The request:
Pick out every line in the entries below that contains the string "ceiling", matching case exactly, and copy each such line.

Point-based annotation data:
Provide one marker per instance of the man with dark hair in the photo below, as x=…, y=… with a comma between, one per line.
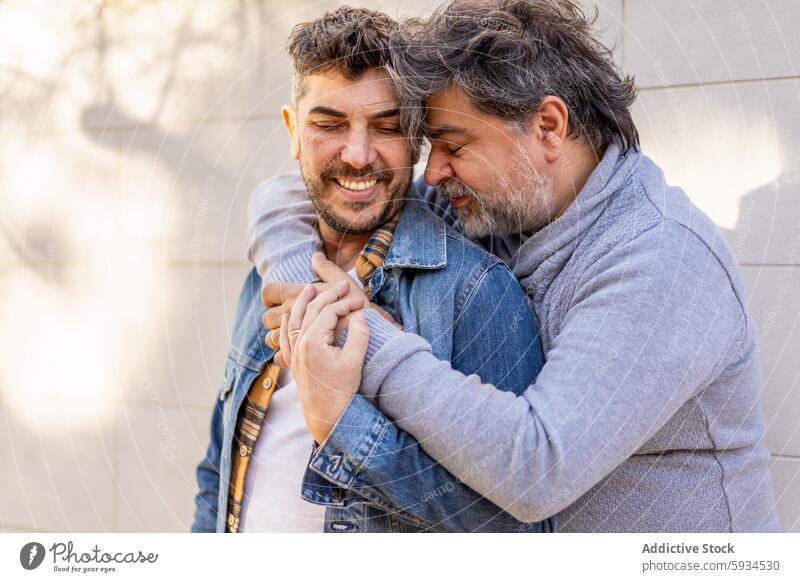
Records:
x=646, y=415
x=355, y=161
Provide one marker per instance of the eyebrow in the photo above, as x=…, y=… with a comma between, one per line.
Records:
x=322, y=110
x=437, y=132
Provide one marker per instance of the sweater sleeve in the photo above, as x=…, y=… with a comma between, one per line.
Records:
x=646, y=328
x=282, y=230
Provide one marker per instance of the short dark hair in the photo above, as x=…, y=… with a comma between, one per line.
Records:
x=348, y=40
x=507, y=55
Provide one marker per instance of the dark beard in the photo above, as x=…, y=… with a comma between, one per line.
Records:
x=395, y=200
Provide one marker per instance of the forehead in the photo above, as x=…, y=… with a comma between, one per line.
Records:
x=451, y=108
x=368, y=94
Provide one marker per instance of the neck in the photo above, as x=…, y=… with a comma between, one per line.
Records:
x=342, y=248
x=579, y=161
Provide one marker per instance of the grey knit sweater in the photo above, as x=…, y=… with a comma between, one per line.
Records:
x=646, y=415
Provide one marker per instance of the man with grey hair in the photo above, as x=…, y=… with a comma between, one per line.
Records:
x=356, y=168
x=646, y=415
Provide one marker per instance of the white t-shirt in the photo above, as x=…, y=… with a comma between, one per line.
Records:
x=272, y=501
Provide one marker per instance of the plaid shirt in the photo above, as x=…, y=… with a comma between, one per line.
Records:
x=252, y=415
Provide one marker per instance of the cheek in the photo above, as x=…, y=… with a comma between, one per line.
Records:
x=395, y=153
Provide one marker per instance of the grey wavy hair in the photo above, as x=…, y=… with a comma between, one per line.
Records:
x=507, y=55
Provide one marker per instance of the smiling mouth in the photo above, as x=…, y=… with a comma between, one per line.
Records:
x=458, y=201
x=355, y=185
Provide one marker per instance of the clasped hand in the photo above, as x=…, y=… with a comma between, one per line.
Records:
x=308, y=321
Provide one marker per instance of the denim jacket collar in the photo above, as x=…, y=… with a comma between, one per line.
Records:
x=420, y=240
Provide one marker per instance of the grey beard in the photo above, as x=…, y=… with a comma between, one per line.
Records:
x=513, y=209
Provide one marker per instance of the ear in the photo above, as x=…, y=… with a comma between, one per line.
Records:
x=290, y=122
x=551, y=124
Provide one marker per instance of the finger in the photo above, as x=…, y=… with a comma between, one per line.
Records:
x=273, y=294
x=286, y=345
x=272, y=316
x=355, y=346
x=322, y=328
x=272, y=339
x=323, y=300
x=328, y=271
x=279, y=361
x=299, y=307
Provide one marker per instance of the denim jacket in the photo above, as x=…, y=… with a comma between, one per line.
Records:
x=372, y=476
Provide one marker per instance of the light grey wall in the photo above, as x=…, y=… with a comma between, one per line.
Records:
x=131, y=135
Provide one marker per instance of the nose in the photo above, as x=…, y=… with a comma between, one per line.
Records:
x=358, y=151
x=437, y=169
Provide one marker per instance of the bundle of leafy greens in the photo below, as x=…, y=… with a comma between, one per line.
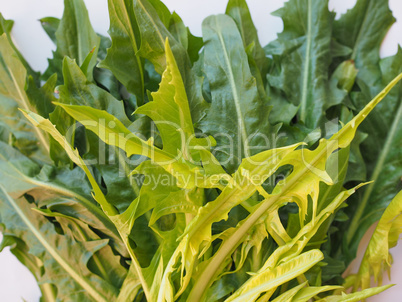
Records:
x=159, y=166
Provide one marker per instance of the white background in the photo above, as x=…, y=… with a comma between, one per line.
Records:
x=16, y=282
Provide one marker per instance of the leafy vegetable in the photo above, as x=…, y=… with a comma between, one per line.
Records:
x=160, y=166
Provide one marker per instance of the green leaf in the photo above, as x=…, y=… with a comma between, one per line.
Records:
x=358, y=296
x=272, y=278
x=20, y=176
x=153, y=36
x=240, y=13
x=237, y=117
x=75, y=38
x=12, y=83
x=377, y=258
x=381, y=151
x=170, y=111
x=122, y=59
x=63, y=252
x=304, y=52
x=50, y=25
x=5, y=28
x=308, y=172
x=362, y=29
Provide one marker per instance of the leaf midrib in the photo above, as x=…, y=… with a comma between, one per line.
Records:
x=235, y=93
x=376, y=173
x=307, y=59
x=75, y=275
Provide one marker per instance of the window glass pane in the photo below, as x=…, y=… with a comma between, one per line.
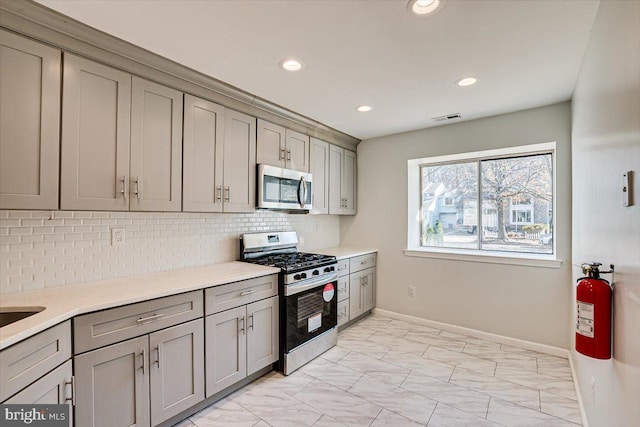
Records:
x=450, y=206
x=518, y=192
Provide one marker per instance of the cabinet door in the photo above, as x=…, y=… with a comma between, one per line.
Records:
x=30, y=117
x=319, y=168
x=271, y=144
x=177, y=369
x=356, y=285
x=156, y=147
x=112, y=385
x=343, y=312
x=297, y=151
x=225, y=349
x=349, y=182
x=336, y=161
x=239, y=162
x=262, y=334
x=203, y=155
x=96, y=111
x=369, y=289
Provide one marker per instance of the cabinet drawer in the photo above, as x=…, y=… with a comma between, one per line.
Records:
x=118, y=324
x=28, y=360
x=225, y=297
x=361, y=262
x=343, y=267
x=343, y=288
x=343, y=312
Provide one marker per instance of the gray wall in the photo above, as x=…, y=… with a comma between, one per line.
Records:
x=530, y=303
x=606, y=142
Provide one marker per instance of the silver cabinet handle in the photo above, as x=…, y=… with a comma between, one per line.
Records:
x=138, y=190
x=72, y=383
x=150, y=318
x=143, y=353
x=123, y=191
x=157, y=362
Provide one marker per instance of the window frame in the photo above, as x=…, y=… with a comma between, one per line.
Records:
x=414, y=212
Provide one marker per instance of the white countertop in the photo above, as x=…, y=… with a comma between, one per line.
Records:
x=64, y=302
x=342, y=252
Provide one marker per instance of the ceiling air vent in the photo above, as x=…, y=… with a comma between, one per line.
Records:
x=447, y=117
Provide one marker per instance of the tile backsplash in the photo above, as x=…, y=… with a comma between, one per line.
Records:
x=40, y=249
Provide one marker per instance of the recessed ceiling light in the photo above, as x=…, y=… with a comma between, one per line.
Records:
x=291, y=64
x=467, y=81
x=423, y=7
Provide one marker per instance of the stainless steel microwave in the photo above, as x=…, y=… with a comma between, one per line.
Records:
x=283, y=189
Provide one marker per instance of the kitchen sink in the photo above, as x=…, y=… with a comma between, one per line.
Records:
x=8, y=315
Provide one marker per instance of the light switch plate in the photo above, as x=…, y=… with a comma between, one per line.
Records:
x=117, y=236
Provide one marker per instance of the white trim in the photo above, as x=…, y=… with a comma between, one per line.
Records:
x=529, y=260
x=576, y=386
x=527, y=345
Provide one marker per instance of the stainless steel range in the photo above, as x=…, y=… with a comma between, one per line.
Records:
x=308, y=296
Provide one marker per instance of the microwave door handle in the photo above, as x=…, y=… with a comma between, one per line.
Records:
x=302, y=192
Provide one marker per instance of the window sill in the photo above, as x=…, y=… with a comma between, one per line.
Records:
x=544, y=261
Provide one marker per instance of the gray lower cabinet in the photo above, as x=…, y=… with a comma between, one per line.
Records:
x=142, y=381
x=361, y=292
x=239, y=342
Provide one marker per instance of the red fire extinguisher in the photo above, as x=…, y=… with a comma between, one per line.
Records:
x=593, y=313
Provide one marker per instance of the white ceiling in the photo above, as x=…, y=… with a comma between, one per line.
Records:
x=524, y=53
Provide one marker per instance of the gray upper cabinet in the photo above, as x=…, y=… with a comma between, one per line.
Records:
x=342, y=181
x=239, y=155
x=297, y=151
x=203, y=151
x=319, y=168
x=278, y=146
x=156, y=147
x=271, y=149
x=121, y=141
x=96, y=113
x=219, y=158
x=30, y=117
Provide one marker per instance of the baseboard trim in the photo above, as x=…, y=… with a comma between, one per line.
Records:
x=528, y=345
x=576, y=386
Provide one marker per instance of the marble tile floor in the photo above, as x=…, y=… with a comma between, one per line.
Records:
x=388, y=372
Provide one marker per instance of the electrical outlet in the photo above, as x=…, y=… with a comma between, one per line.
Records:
x=117, y=236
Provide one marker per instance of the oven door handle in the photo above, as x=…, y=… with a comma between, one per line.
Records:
x=309, y=284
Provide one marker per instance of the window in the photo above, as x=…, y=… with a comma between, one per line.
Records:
x=497, y=201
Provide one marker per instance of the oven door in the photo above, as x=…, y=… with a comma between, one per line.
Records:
x=283, y=189
x=309, y=313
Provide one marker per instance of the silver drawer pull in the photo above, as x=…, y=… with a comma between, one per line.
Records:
x=150, y=318
x=72, y=383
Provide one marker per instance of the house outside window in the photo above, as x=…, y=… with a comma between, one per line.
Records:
x=486, y=201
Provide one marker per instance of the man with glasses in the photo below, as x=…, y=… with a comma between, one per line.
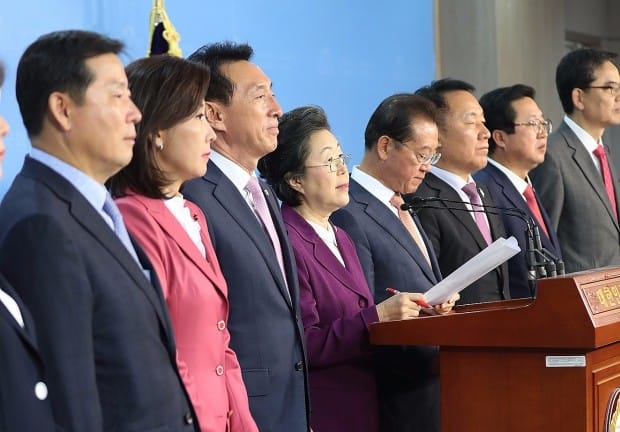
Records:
x=517, y=144
x=576, y=183
x=459, y=227
x=401, y=141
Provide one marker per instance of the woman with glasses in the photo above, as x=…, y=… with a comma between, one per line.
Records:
x=308, y=172
x=173, y=145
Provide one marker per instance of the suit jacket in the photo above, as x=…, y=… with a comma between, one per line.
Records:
x=196, y=294
x=265, y=328
x=337, y=310
x=505, y=195
x=407, y=379
x=104, y=331
x=572, y=191
x=456, y=238
x=24, y=403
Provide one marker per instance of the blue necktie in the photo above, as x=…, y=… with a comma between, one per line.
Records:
x=110, y=208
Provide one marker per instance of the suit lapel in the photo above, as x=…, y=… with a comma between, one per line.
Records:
x=169, y=224
x=85, y=215
x=445, y=191
x=231, y=200
x=584, y=161
x=387, y=220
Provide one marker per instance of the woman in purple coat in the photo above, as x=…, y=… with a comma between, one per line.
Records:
x=309, y=174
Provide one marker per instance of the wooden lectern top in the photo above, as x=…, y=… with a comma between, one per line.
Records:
x=579, y=310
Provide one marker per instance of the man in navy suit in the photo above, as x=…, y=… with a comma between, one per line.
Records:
x=401, y=141
x=103, y=329
x=24, y=403
x=457, y=234
x=250, y=239
x=517, y=144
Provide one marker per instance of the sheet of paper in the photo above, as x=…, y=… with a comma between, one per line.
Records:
x=495, y=254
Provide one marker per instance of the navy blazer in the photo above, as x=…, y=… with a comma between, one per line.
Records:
x=456, y=238
x=572, y=191
x=24, y=403
x=505, y=195
x=103, y=328
x=265, y=328
x=407, y=379
x=337, y=310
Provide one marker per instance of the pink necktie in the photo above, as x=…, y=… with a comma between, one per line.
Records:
x=407, y=220
x=472, y=192
x=599, y=152
x=262, y=211
x=530, y=199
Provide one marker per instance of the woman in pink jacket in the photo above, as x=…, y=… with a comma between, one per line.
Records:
x=172, y=145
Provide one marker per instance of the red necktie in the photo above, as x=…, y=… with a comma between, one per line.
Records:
x=599, y=152
x=530, y=199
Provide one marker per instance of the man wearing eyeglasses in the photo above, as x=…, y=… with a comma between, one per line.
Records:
x=576, y=183
x=401, y=142
x=517, y=144
x=462, y=228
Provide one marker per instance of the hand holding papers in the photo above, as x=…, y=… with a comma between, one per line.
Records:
x=495, y=254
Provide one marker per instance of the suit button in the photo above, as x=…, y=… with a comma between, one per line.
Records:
x=40, y=390
x=188, y=418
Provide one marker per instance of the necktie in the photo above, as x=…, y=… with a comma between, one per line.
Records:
x=407, y=220
x=530, y=199
x=599, y=152
x=262, y=211
x=110, y=208
x=472, y=192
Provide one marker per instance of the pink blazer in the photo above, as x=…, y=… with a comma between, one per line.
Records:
x=197, y=298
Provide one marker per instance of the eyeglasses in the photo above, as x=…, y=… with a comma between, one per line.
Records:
x=539, y=126
x=612, y=89
x=422, y=158
x=334, y=163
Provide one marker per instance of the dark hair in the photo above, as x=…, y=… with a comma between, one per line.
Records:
x=57, y=62
x=576, y=70
x=167, y=90
x=498, y=110
x=393, y=118
x=289, y=157
x=215, y=56
x=436, y=91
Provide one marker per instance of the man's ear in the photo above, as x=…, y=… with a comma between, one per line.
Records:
x=60, y=109
x=577, y=97
x=499, y=136
x=383, y=147
x=215, y=116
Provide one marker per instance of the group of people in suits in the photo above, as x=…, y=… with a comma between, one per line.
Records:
x=151, y=281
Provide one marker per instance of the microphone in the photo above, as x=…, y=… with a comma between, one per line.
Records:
x=541, y=263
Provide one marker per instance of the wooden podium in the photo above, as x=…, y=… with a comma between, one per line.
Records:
x=550, y=364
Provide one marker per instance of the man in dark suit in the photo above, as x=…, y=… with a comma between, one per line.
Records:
x=577, y=183
x=457, y=234
x=401, y=141
x=103, y=329
x=24, y=403
x=517, y=144
x=250, y=239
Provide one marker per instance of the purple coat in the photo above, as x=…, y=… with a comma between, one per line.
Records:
x=337, y=310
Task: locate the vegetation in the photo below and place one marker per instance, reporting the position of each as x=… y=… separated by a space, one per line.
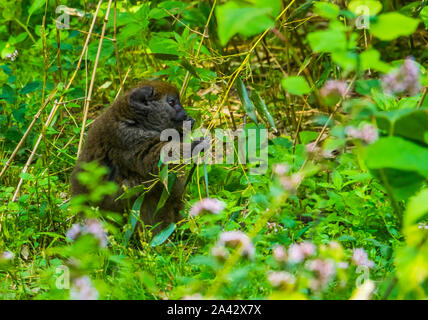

Reply to the task:
Provide one marker per instance of the ceiling air vent in the photo above, as x=…, y=… with a comma between, one per line.
Provide one marker per instance of the recessed ceiling light in the photo above, as x=…, y=… with a comma between, one per line.
Provide one marker per instance of the white ceiling in the photo above, as x=…, y=… with a comma between, one per line.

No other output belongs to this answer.